**CONSIGNES DE TRAVAIL**
Recopiez le passage de l'extrait sur les droits des personnes séropositives compris entre "Parmi ces droits, celui" et "les étrangers malades.", ces deux segments inclus.

Les refus de soins sur la base de la séropositivité d'un patient constituent une discrimination et notre institution continuera à accompagner les victimes dans la reconnaissance de leurs droits.
Parce que l'accès à l'emploi ou la poursuite de la carrière pour les séropositifs sont des éléments déterminants de l'égalité de traitement, je veillerai par ailleurs à ce que le travail engagé sous la Halde se poursuive dans le cadre du Défenseur des droits.
Une enquête réalisée conjointement par la Halde et l'Organisation internationale du travail (OIT) fin 2010 montre que les personnes séropositives ou atteintes du Sida sont parmi les plus exposées au risque de discrimination dans l'emploi.
Des chances égales de recrutement
En édictant, en juin 2010, une norme internationale du travail sur le VIH et le Sida, l'OIT a rappelé que les programmes de prévention et les mesures antidiscriminatoires contribuent à la réalisation des droits de l'homme et des libertés fondamentales pour tous, y compris les travailleurs, leurs familles et les personnes à leur charge.
Parmi ces droits, celui au respect de la confidentialité des informations personnelles liées au statut sérologique, le droit à un aménagement raisonnable des conditions de travail, à des chances égales de recrutement et de maintien dans l'emploi ainsi qu'à l'accès aux prestations de l'assurance médicale offerte par l'employeur.
Je signerai prochainement une convention cadre avec l'OIT qui permettra, entre autres, de mettre en place des initiatives communes sur la santé au travail, en incluant les questions de formation et de sensibilisation face au VIH-Sida.
De telles initiatives me paraissent conforter l'effectivité du droit universel à la santé dans les structures de santé, médico-sociales, ou encore éducatives sur notre territoire, notamment pour les étrangers malades.
Elles doivent être complétées par la poursuite d'une mobilisation sans faille de notre pays pour rendre accessibles des traitements efficaces aux populations de pays moins avancés et contribuer ainsi à la réalisation du sixième Objectif du millénaire pour le développement («avoir enrayé la propagation du VIH et commencé à inverser la tendance actuelle»).
Au plan international, le combat pour les droits des personnes séropositives implique aussi de se mobiliser pour leur libre circulation. Si des avancées ont été réalisées, des restrictions à l'entrée, la circulation ou la résidence des séropositifs perdurent. Elles doivent être levées.

**LES DONNÉES**
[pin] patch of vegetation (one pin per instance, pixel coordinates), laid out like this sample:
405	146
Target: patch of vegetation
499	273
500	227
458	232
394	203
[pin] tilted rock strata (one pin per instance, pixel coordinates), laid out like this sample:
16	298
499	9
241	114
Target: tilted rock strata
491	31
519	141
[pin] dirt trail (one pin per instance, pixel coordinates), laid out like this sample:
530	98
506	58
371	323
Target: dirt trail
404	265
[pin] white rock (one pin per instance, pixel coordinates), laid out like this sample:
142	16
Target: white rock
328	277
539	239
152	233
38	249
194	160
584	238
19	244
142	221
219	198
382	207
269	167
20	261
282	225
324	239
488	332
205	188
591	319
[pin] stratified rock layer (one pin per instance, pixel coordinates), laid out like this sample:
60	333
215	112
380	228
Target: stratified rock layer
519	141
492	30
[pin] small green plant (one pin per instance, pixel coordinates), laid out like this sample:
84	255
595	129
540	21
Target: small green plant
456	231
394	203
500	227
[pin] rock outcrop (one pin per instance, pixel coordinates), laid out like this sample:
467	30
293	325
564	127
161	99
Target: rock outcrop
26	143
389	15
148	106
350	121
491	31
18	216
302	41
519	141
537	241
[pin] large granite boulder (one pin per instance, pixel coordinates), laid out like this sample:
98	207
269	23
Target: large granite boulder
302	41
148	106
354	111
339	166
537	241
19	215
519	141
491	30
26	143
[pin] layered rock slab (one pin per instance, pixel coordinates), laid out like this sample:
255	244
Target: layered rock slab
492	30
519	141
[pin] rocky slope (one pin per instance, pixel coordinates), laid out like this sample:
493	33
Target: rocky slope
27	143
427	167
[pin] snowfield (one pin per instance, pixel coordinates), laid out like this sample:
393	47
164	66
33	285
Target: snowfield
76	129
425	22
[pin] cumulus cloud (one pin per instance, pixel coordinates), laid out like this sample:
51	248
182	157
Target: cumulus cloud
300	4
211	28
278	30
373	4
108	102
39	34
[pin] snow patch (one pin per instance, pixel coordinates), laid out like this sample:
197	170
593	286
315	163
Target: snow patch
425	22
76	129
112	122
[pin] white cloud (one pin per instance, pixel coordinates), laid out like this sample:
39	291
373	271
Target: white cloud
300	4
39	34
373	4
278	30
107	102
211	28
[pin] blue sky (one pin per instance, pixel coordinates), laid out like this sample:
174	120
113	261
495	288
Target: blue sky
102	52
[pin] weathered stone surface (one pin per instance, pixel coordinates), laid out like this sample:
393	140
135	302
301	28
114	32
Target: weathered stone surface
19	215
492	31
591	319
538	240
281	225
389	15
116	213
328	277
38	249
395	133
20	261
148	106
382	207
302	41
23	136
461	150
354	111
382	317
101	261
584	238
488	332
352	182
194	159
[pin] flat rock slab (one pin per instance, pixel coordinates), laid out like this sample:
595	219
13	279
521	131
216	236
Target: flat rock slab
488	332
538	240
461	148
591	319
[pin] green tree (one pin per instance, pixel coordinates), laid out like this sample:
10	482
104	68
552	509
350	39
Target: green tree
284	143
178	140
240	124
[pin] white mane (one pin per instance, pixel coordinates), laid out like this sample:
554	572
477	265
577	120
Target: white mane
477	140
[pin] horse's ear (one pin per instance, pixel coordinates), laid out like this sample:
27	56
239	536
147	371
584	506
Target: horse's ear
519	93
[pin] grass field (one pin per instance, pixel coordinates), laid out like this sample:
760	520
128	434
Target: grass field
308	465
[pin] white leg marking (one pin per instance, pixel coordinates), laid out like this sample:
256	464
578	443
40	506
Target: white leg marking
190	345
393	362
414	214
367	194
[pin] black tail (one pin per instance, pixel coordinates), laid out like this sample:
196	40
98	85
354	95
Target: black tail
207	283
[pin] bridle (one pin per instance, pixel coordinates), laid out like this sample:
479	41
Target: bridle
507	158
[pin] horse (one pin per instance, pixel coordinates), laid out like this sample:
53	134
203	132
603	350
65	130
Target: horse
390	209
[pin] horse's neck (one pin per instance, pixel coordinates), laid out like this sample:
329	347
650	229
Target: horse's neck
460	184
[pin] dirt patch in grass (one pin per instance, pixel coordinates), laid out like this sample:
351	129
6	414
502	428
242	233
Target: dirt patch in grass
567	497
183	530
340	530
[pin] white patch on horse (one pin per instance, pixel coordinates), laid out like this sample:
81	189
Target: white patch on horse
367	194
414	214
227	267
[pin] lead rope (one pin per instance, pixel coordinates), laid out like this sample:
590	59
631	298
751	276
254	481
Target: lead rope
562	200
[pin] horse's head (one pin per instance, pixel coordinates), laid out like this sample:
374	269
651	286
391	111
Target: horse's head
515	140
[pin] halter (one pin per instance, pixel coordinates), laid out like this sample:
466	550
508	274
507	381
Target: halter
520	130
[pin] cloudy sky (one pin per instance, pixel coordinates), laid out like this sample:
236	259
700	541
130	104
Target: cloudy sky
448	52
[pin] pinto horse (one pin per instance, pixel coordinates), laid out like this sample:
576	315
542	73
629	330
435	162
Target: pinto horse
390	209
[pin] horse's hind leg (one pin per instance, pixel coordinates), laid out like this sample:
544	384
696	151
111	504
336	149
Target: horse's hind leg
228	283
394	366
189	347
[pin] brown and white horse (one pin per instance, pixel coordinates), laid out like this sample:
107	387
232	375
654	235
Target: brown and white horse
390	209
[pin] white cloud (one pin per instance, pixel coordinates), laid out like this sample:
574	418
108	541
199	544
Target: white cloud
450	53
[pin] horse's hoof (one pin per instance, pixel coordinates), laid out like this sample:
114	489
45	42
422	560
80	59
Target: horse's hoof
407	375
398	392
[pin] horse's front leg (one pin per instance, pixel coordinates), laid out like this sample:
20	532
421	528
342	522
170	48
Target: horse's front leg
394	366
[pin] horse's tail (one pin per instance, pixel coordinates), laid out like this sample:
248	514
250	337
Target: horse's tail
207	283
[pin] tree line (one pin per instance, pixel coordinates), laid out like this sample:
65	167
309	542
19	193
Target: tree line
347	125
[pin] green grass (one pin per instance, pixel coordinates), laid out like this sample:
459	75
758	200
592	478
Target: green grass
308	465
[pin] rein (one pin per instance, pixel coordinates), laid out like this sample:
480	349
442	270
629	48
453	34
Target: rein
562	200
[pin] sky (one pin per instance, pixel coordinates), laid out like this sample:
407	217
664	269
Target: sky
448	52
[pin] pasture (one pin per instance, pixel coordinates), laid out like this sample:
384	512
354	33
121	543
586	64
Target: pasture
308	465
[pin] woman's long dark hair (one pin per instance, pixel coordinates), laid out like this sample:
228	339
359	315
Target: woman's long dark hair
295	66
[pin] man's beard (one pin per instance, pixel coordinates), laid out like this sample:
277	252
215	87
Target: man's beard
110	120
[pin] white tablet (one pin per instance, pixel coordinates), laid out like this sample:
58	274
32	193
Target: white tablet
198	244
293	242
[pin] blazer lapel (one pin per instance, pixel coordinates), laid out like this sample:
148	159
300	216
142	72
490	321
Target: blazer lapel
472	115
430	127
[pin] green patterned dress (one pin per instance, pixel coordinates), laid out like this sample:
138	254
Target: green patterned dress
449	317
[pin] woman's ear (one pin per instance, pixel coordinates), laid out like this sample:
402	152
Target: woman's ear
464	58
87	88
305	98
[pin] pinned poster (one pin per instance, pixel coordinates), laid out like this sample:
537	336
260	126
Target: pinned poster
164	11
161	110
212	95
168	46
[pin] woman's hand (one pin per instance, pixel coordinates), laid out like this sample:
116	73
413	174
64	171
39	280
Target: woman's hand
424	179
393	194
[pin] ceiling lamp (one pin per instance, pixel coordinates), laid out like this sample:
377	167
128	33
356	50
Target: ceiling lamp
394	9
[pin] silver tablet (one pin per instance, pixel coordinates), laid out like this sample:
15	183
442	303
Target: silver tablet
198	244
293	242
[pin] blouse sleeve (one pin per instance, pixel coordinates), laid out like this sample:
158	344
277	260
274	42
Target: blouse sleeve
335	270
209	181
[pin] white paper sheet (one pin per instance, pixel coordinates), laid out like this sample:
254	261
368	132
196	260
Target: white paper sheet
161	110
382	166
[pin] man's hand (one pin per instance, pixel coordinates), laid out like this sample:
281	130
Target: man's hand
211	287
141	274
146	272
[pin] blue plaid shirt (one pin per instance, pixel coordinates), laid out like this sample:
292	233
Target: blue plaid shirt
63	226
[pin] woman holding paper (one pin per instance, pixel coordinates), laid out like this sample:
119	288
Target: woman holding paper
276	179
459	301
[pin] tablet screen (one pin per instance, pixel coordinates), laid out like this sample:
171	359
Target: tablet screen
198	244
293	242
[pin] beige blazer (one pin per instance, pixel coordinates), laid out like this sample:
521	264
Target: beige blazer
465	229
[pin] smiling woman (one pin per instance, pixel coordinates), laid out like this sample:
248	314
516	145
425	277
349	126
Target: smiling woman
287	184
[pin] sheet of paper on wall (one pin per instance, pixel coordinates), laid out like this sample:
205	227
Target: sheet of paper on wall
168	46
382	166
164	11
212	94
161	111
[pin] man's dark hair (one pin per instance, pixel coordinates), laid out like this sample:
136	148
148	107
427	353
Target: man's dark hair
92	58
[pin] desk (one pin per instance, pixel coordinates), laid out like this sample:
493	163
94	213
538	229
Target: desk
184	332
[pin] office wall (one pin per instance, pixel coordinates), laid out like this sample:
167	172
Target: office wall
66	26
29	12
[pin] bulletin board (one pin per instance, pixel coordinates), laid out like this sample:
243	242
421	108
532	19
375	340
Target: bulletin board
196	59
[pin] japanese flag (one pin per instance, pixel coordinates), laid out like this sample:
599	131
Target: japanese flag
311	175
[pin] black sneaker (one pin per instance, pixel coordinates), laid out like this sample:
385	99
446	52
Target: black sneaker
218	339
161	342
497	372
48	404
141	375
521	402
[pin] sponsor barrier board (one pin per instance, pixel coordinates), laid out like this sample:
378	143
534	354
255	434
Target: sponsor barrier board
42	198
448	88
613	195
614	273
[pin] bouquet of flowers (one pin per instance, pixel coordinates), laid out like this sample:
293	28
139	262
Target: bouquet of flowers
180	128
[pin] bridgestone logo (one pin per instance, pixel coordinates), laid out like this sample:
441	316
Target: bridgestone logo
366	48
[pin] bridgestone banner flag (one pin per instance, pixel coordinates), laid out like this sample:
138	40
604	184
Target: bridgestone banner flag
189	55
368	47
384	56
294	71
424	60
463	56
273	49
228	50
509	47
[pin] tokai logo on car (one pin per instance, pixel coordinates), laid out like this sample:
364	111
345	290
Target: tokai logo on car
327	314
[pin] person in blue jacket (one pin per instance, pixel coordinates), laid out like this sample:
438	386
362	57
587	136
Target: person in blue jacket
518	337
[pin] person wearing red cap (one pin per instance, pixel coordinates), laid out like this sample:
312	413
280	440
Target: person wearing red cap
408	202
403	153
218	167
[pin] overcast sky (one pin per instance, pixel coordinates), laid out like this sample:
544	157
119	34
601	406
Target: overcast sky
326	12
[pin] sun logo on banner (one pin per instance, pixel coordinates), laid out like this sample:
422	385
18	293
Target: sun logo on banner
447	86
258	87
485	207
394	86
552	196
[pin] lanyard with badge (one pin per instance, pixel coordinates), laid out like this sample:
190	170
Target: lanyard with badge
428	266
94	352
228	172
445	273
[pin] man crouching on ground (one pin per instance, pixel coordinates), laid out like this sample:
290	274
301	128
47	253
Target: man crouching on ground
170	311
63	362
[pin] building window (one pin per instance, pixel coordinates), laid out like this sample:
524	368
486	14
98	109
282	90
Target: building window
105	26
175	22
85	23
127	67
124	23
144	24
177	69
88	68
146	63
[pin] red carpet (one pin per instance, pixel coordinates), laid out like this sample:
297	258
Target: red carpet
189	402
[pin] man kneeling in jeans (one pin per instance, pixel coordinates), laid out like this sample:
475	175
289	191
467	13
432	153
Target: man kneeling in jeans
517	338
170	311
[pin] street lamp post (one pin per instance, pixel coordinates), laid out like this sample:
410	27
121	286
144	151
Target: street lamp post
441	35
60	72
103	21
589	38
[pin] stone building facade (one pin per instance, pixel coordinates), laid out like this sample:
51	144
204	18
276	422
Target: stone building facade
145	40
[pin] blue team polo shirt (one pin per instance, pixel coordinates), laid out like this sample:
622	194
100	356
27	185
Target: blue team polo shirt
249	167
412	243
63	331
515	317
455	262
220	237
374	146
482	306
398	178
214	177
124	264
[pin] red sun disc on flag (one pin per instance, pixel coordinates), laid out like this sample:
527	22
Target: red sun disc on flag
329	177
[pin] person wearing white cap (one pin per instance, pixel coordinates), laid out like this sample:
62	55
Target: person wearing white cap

**RÉSULTAT**
Parmi ces droits, celui au respect de la confidentialité des informations personnelles liées au statut sérologique, le droit à un aménagement raisonnable des conditions de travail, à des chances égales de recrutement et de maintien dans l'emploi ainsi qu'à l'accès aux prestations de l'assurance médicale offerte par l'employeur.
Je signerai prochainement une convention cadre avec l'OIT qui permettra, entre autres, de mettre en place des initiatives communes sur la santé au travail, en incluant les questions de formation et de sensibilisation face au VIH-Sida.
De telles initiatives me paraissent conforter l'effectivité du droit universel à la santé dans les structures de santé, médico-sociales, ou encore éducatives sur notre territoire, notamment pour les étrangers malades.